[Exercise]: Reproduce each line, exactly, from the one containing "Where in the photo above can the green stalk" through the end of the material. Exclude pictures.

+++ Supplied material +++

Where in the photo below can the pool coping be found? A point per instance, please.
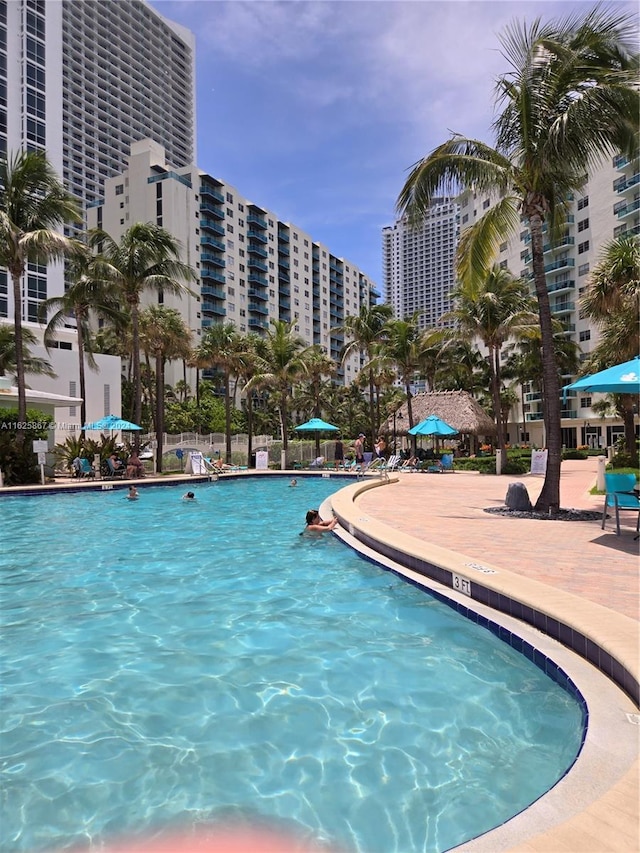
(595, 806)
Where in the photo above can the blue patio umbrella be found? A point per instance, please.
(111, 423)
(622, 379)
(433, 425)
(317, 425)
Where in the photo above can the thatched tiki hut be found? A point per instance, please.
(457, 408)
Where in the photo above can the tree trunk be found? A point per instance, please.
(81, 375)
(227, 415)
(549, 499)
(249, 427)
(627, 402)
(494, 355)
(137, 385)
(16, 278)
(159, 411)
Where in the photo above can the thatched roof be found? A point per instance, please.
(457, 408)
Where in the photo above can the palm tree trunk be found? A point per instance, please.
(81, 375)
(159, 410)
(20, 379)
(249, 427)
(495, 392)
(549, 499)
(372, 424)
(137, 385)
(227, 415)
(627, 403)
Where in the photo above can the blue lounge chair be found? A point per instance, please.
(621, 494)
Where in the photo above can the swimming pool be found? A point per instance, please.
(165, 663)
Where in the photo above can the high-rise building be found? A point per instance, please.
(253, 266)
(418, 263)
(82, 81)
(608, 206)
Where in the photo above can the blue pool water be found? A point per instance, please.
(165, 663)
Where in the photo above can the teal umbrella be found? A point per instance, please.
(317, 425)
(621, 379)
(433, 425)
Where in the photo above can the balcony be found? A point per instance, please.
(258, 294)
(211, 274)
(212, 259)
(628, 209)
(258, 221)
(553, 247)
(254, 278)
(212, 226)
(558, 286)
(213, 308)
(560, 264)
(209, 192)
(211, 243)
(205, 207)
(209, 290)
(257, 323)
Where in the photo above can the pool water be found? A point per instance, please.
(165, 663)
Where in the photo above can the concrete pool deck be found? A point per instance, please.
(572, 570)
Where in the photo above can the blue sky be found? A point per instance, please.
(316, 109)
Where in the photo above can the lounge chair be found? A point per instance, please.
(83, 468)
(112, 471)
(621, 494)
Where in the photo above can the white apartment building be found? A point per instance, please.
(81, 81)
(253, 266)
(609, 205)
(418, 264)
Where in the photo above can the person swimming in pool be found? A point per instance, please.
(316, 525)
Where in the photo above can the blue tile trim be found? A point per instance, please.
(565, 634)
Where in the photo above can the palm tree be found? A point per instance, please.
(86, 295)
(146, 258)
(405, 347)
(220, 348)
(612, 300)
(570, 98)
(492, 309)
(33, 207)
(164, 336)
(282, 365)
(8, 352)
(367, 329)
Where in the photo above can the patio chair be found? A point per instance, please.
(83, 467)
(620, 494)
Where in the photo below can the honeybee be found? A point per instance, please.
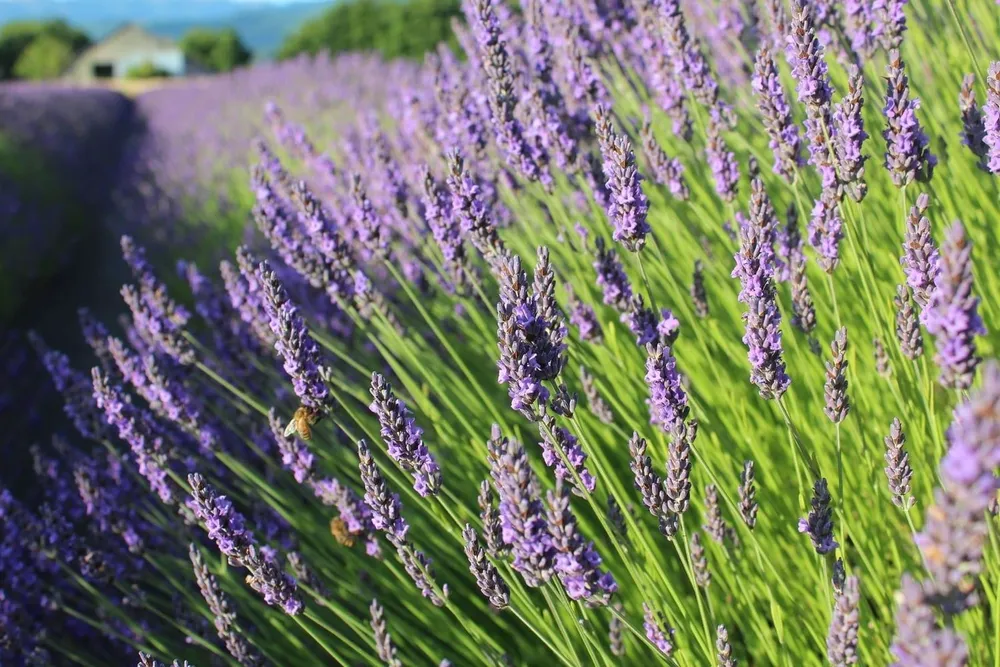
(338, 528)
(302, 422)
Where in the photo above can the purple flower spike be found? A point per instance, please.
(668, 402)
(559, 448)
(955, 532)
(298, 351)
(658, 632)
(577, 563)
(850, 135)
(387, 511)
(920, 255)
(805, 54)
(628, 206)
(611, 278)
(819, 524)
(755, 269)
(919, 641)
(135, 427)
(403, 438)
(227, 528)
(991, 118)
(522, 515)
(531, 344)
(973, 132)
(907, 156)
(777, 113)
(951, 315)
(826, 229)
(721, 160)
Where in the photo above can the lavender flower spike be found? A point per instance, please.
(973, 132)
(754, 268)
(387, 511)
(919, 641)
(298, 351)
(842, 640)
(773, 106)
(849, 135)
(991, 118)
(907, 156)
(952, 315)
(577, 562)
(955, 531)
(668, 402)
(403, 438)
(628, 206)
(819, 524)
(658, 631)
(920, 255)
(491, 583)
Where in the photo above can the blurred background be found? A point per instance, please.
(137, 117)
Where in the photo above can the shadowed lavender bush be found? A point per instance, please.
(519, 360)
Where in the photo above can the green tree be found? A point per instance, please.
(45, 58)
(17, 36)
(393, 28)
(217, 50)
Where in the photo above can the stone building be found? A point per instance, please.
(126, 48)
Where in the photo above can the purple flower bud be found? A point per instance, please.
(628, 204)
(920, 256)
(991, 117)
(403, 438)
(577, 563)
(952, 312)
(819, 524)
(777, 113)
(842, 639)
(658, 632)
(907, 156)
(387, 511)
(298, 351)
(849, 134)
(973, 132)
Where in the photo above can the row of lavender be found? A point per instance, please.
(363, 304)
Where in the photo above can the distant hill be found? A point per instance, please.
(262, 25)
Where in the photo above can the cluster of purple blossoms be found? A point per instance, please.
(137, 428)
(991, 118)
(951, 314)
(809, 69)
(529, 338)
(522, 514)
(227, 528)
(611, 278)
(774, 107)
(299, 352)
(920, 256)
(495, 59)
(755, 269)
(973, 132)
(907, 156)
(668, 402)
(562, 452)
(403, 438)
(577, 563)
(849, 134)
(628, 205)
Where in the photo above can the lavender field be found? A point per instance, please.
(641, 332)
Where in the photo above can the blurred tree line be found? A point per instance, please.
(38, 49)
(394, 28)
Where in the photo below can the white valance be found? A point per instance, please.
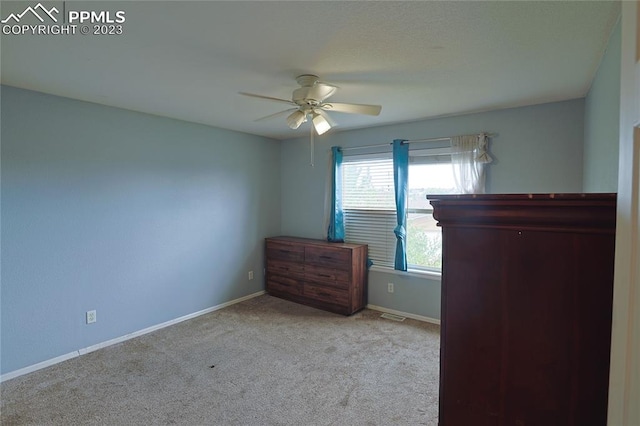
(468, 157)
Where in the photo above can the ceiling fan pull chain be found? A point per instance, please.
(311, 145)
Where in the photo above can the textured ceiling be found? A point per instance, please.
(418, 59)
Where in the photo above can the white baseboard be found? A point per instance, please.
(404, 314)
(83, 351)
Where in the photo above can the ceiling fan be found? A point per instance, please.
(310, 103)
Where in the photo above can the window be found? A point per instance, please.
(370, 212)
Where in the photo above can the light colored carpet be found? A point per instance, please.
(264, 361)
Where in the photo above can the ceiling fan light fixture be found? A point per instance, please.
(296, 119)
(320, 124)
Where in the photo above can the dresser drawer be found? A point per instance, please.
(333, 277)
(280, 284)
(285, 251)
(285, 268)
(327, 294)
(329, 257)
(329, 276)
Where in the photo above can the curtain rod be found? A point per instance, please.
(410, 141)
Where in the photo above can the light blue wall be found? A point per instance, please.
(536, 149)
(143, 218)
(602, 121)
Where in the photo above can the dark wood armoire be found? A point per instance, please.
(527, 287)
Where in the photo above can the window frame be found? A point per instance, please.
(433, 155)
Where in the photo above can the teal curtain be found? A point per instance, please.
(401, 182)
(335, 232)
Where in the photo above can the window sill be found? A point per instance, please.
(433, 275)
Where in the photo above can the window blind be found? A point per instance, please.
(369, 206)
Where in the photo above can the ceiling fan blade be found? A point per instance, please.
(277, 114)
(268, 98)
(353, 108)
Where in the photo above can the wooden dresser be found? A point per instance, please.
(527, 286)
(329, 276)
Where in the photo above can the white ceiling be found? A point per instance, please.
(418, 59)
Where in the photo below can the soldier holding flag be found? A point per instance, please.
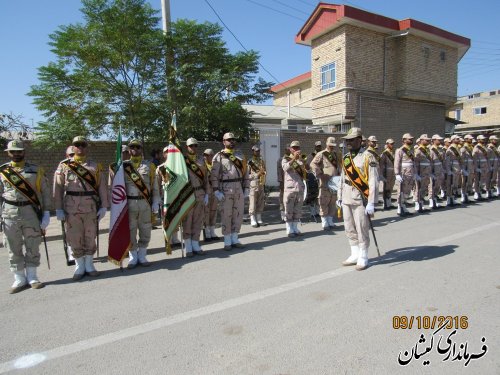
(26, 202)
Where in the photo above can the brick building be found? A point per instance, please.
(383, 75)
(477, 113)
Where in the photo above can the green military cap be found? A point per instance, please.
(79, 139)
(15, 145)
(135, 142)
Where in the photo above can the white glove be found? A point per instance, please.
(370, 209)
(155, 205)
(60, 215)
(101, 213)
(45, 220)
(219, 195)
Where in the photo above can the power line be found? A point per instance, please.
(235, 37)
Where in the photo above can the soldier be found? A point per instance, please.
(405, 172)
(480, 155)
(438, 171)
(231, 185)
(81, 199)
(468, 167)
(211, 208)
(193, 222)
(453, 169)
(143, 197)
(257, 170)
(25, 209)
(281, 182)
(423, 169)
(387, 175)
(494, 161)
(293, 197)
(325, 165)
(357, 196)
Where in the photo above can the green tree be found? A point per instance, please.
(111, 71)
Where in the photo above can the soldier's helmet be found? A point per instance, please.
(15, 145)
(79, 140)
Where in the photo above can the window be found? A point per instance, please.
(480, 110)
(328, 76)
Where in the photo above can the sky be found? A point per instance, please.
(266, 26)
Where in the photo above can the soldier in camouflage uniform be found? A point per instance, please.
(295, 175)
(231, 185)
(325, 165)
(81, 199)
(26, 201)
(211, 208)
(143, 199)
(193, 222)
(257, 175)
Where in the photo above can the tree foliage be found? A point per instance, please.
(111, 71)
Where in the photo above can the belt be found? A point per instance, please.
(18, 204)
(232, 180)
(81, 193)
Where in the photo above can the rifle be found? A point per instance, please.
(69, 262)
(46, 250)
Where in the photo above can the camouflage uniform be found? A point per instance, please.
(21, 223)
(293, 195)
(257, 175)
(140, 212)
(325, 165)
(231, 184)
(80, 204)
(404, 167)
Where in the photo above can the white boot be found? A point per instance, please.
(353, 259)
(33, 278)
(212, 233)
(79, 268)
(331, 224)
(20, 282)
(235, 242)
(227, 242)
(362, 260)
(259, 219)
(253, 222)
(324, 223)
(188, 246)
(142, 252)
(289, 230)
(132, 259)
(196, 248)
(296, 228)
(89, 266)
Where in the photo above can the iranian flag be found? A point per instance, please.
(119, 230)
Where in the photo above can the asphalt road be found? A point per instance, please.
(279, 306)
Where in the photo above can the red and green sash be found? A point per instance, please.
(22, 186)
(355, 176)
(136, 178)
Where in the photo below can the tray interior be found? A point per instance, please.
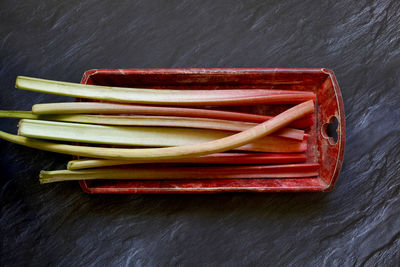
(321, 147)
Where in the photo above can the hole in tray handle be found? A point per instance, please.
(330, 130)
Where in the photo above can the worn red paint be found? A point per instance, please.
(320, 149)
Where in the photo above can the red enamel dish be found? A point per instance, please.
(321, 147)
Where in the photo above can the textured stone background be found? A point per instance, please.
(57, 224)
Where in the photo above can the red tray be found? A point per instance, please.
(321, 147)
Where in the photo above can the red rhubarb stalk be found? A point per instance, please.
(114, 108)
(217, 158)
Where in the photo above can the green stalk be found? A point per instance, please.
(143, 136)
(218, 158)
(117, 108)
(151, 173)
(163, 96)
(163, 121)
(154, 154)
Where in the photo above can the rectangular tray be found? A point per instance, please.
(321, 147)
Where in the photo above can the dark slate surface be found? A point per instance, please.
(57, 224)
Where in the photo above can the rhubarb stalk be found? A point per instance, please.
(151, 173)
(116, 108)
(145, 136)
(164, 121)
(162, 96)
(218, 158)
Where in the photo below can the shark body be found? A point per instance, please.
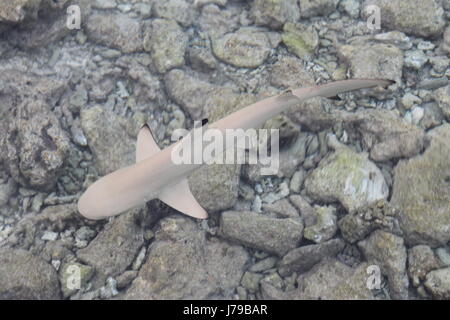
(155, 175)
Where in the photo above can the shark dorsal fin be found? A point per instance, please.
(179, 197)
(146, 145)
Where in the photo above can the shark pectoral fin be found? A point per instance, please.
(146, 145)
(179, 197)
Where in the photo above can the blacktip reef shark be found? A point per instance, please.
(155, 175)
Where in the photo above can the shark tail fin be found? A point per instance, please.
(178, 196)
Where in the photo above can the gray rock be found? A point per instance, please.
(385, 135)
(216, 21)
(126, 278)
(183, 264)
(377, 61)
(421, 260)
(250, 281)
(67, 274)
(396, 38)
(325, 227)
(389, 253)
(438, 283)
(7, 190)
(282, 208)
(115, 247)
(351, 7)
(264, 264)
(341, 282)
(176, 10)
(446, 41)
(190, 93)
(245, 48)
(424, 203)
(442, 97)
(307, 212)
(26, 277)
(276, 236)
(104, 4)
(115, 30)
(304, 258)
(289, 72)
(312, 8)
(34, 147)
(300, 40)
(347, 177)
(166, 42)
(415, 59)
(423, 18)
(380, 215)
(274, 14)
(108, 139)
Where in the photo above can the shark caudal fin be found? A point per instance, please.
(178, 196)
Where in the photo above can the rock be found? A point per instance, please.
(351, 7)
(289, 72)
(115, 247)
(183, 263)
(216, 21)
(396, 38)
(300, 40)
(250, 281)
(7, 190)
(190, 93)
(68, 277)
(26, 277)
(304, 258)
(380, 215)
(341, 282)
(115, 30)
(313, 8)
(245, 48)
(201, 59)
(442, 97)
(174, 10)
(274, 13)
(415, 59)
(374, 61)
(307, 212)
(446, 41)
(282, 208)
(423, 18)
(444, 256)
(167, 43)
(104, 4)
(264, 264)
(34, 148)
(325, 227)
(421, 260)
(108, 139)
(17, 11)
(126, 278)
(389, 253)
(438, 283)
(347, 177)
(297, 180)
(424, 202)
(385, 135)
(272, 235)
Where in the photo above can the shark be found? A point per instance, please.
(155, 176)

+++

[The solution]:
Where in the photo above can the green stalk be found? A point per instance, please.
(143, 136)
(218, 158)
(117, 108)
(151, 173)
(163, 96)
(163, 121)
(154, 154)
Where in the photo above can the rectangular tray be found? A point per instance, please.
(321, 147)
Where in the photo above can the dark slate surface be found? A point per instance, please.
(57, 224)
Where in the photo above can the rhubarb stalk be found? A point per instance, please.
(151, 173)
(116, 108)
(145, 136)
(164, 121)
(162, 96)
(218, 158)
Where in the photo below can the shark body be found? A point per instance, please.
(155, 175)
Where in the photo above can the shark dorsal fin be found? A point per instance, please.
(179, 197)
(146, 145)
Where in the photo above can the shark pectoral fin be found? A point per instance, please.
(146, 145)
(179, 197)
Where in the photo above can the blacktip reef shark be found? A point per instance, please.
(155, 175)
Where in the photo above can the shark tail fin be found? A point per instance, please.
(178, 196)
Where in the photo above can the gray rock be found? A point per instance, please.
(385, 135)
(216, 21)
(126, 278)
(183, 264)
(377, 61)
(421, 260)
(250, 281)
(67, 274)
(396, 38)
(325, 227)
(389, 253)
(438, 283)
(7, 190)
(282, 208)
(115, 247)
(351, 7)
(264, 264)
(341, 282)
(176, 10)
(446, 41)
(190, 93)
(245, 48)
(424, 203)
(442, 97)
(307, 212)
(26, 277)
(276, 236)
(104, 4)
(115, 30)
(304, 258)
(289, 72)
(312, 8)
(34, 147)
(300, 40)
(347, 177)
(166, 42)
(415, 59)
(423, 18)
(380, 215)
(274, 14)
(108, 139)
Where in the photo above can the shark caudal fin be found? A point per instance, please.
(178, 196)
Where in the photo above can the rock be found? A point per instance, please.
(351, 7)
(289, 72)
(115, 247)
(183, 263)
(216, 21)
(396, 38)
(300, 40)
(250, 281)
(7, 190)
(190, 93)
(68, 277)
(26, 277)
(304, 258)
(380, 215)
(341, 282)
(115, 30)
(313, 8)
(245, 48)
(201, 59)
(442, 97)
(174, 10)
(274, 13)
(415, 59)
(374, 61)
(307, 212)
(446, 41)
(282, 208)
(423, 18)
(444, 256)
(167, 43)
(104, 4)
(264, 264)
(34, 148)
(325, 227)
(421, 260)
(108, 139)
(17, 11)
(126, 278)
(389, 253)
(438, 283)
(347, 177)
(297, 180)
(424, 202)
(385, 135)
(272, 235)
Where in the photo above can the shark be found? A point per instance, please.
(155, 176)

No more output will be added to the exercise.